* [Set exercise]: Could you render the records from the line with "Where can the boy's" up to and including the line with "pixel 304 121" as a JSON list of strings, one string per line, with blank lines left out?

BEGIN Given data

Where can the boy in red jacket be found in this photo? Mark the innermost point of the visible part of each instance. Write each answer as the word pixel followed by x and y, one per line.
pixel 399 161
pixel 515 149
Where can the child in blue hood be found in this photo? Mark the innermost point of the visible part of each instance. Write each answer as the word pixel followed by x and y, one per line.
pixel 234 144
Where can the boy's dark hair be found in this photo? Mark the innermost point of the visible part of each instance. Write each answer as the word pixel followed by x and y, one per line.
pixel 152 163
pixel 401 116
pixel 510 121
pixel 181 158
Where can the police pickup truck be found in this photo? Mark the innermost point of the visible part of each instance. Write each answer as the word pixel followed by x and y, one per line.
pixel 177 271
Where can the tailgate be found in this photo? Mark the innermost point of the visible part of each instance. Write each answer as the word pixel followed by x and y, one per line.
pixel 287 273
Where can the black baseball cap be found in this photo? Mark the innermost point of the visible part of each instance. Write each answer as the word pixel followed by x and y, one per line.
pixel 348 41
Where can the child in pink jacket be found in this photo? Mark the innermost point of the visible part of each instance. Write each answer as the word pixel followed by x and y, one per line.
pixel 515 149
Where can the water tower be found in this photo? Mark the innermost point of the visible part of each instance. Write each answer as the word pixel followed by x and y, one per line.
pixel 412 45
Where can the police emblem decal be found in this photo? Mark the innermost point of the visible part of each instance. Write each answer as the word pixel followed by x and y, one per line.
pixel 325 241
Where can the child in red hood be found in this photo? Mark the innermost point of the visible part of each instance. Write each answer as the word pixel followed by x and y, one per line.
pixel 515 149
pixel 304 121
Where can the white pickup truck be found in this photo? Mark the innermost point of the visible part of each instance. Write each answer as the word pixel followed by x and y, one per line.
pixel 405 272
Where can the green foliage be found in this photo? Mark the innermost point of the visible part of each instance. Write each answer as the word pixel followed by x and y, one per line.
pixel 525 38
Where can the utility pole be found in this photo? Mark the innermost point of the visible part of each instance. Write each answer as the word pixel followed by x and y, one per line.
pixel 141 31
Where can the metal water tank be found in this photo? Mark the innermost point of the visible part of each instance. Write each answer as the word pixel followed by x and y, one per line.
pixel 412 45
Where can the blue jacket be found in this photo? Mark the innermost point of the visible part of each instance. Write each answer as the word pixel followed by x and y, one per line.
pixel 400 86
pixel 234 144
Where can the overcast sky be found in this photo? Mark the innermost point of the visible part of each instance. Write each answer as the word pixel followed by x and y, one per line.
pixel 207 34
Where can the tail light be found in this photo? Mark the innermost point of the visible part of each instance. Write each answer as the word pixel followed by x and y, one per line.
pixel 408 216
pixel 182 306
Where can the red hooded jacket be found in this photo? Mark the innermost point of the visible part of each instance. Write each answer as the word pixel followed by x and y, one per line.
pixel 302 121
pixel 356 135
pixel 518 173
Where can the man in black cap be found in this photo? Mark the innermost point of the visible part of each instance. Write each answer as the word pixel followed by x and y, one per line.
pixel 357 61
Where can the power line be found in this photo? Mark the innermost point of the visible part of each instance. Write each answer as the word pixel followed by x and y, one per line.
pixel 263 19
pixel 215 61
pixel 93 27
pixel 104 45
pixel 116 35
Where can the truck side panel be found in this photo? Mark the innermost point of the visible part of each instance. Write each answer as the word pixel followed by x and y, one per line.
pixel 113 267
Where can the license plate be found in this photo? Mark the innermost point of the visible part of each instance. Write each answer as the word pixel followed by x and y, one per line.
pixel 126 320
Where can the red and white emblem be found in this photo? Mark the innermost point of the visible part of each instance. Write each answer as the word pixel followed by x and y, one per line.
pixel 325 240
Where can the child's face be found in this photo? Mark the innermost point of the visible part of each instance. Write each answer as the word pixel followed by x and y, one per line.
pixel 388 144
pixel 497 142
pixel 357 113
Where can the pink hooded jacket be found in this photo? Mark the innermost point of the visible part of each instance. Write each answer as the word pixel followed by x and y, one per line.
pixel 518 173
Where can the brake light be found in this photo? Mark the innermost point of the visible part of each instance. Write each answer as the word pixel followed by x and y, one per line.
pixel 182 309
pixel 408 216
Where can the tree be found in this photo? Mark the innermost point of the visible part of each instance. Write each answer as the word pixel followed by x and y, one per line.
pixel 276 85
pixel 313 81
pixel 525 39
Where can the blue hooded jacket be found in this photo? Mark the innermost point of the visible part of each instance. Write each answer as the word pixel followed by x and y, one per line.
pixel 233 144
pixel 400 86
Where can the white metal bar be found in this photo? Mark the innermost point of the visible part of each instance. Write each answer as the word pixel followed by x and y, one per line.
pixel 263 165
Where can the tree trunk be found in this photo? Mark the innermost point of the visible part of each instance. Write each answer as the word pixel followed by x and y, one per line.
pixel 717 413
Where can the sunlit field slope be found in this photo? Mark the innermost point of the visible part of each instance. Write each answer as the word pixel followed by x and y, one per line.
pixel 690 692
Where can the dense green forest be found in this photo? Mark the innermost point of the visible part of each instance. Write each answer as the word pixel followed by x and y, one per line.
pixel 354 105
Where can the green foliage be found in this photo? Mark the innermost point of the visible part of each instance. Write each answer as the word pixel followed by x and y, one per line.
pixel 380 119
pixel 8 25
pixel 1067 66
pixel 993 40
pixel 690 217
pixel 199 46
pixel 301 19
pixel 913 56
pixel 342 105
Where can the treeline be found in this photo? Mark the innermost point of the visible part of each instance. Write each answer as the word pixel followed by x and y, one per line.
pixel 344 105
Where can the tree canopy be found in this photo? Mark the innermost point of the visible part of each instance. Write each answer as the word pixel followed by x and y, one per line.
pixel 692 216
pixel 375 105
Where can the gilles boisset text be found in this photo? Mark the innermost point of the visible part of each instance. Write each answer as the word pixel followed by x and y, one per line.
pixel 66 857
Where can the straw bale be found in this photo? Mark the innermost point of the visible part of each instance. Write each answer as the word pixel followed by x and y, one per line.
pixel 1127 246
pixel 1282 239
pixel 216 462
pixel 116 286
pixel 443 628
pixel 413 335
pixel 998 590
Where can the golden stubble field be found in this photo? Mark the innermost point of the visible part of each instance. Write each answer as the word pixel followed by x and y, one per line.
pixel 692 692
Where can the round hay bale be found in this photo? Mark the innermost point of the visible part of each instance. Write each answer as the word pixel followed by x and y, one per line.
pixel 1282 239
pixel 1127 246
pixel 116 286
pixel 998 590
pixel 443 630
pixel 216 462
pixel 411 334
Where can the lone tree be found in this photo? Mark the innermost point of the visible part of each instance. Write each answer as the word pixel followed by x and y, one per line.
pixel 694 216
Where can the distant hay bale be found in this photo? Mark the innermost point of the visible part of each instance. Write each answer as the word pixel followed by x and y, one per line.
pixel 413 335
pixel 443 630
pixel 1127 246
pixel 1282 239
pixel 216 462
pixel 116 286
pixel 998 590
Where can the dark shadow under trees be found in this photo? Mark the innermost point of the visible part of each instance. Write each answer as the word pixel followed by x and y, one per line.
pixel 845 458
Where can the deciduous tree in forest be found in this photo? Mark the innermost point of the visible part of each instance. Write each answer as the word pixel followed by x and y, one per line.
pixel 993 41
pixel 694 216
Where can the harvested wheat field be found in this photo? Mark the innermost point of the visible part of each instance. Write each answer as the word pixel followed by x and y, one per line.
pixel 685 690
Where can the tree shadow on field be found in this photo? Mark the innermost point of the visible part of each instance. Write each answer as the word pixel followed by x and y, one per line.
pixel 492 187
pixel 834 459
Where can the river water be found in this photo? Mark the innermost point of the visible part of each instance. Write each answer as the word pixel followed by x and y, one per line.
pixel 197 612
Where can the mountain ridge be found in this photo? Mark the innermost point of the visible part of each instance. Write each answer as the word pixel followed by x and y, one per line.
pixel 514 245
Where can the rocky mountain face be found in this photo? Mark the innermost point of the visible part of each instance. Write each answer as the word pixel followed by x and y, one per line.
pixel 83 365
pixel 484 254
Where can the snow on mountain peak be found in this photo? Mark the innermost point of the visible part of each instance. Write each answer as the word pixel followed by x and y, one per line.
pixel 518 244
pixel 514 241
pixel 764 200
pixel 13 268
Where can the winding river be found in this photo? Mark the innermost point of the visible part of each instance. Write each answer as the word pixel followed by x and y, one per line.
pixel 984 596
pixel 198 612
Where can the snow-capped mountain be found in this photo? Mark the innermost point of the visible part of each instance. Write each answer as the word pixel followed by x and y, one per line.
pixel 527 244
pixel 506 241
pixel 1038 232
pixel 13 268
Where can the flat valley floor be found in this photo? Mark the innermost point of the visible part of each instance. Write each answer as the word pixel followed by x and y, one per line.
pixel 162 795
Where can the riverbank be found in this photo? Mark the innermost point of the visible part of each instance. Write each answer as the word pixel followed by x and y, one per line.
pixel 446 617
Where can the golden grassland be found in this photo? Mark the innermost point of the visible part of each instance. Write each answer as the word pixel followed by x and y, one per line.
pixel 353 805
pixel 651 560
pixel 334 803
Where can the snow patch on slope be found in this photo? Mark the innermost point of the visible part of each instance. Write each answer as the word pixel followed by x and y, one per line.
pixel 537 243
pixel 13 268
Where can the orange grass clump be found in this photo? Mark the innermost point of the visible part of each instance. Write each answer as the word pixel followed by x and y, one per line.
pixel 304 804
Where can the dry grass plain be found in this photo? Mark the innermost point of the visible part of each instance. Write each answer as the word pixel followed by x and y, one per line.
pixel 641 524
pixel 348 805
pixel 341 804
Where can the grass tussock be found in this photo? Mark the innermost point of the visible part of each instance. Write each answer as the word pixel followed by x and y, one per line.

END Given data

* [Completed task]:
[
  "Where can the boy's dark hair be found in this photo? Mark the innermost point of the visible part of each instance. Write each answer as the word pixel followed by x and y, one per line.",
  "pixel 152 163",
  "pixel 401 116",
  "pixel 510 121",
  "pixel 181 158",
  "Where can the police pickup truck be found in this photo? Mark the innermost point of the visible part of each instance. Write each answer as the word pixel followed by x and y, one per line.",
  "pixel 177 271",
  "Where can the tailgate be found in this photo? Mark the innermost point of the visible part of each instance. Write each answer as the word pixel followed by x and y, one per line.",
  "pixel 287 273",
  "Where can the black baseball cap be found in this photo? Mark the innermost point of the visible part of each instance. Write each answer as the word pixel followed by x and y, one per line.",
  "pixel 348 41",
  "Where can the child in pink jacket be found in this photo? Mark the innermost point of the visible part of each instance. Write each answer as the word pixel followed by x and y, one per line.",
  "pixel 515 149",
  "Where can the water tower be found in this photo? Mark the innermost point of the visible part of each instance. Write each answer as the word pixel followed by x and y, one per line.",
  "pixel 412 45",
  "Where can the police emblem decal be found in this photo? Mark the innermost point of the visible part of each instance. Write each answer as the word pixel followed by x and y, one per line.",
  "pixel 325 241",
  "Where can the child in red hood be found in this photo? Mark the innermost point of the visible part of each instance. Write each answer as the word pixel followed by x and y, one per line.",
  "pixel 515 149",
  "pixel 304 121"
]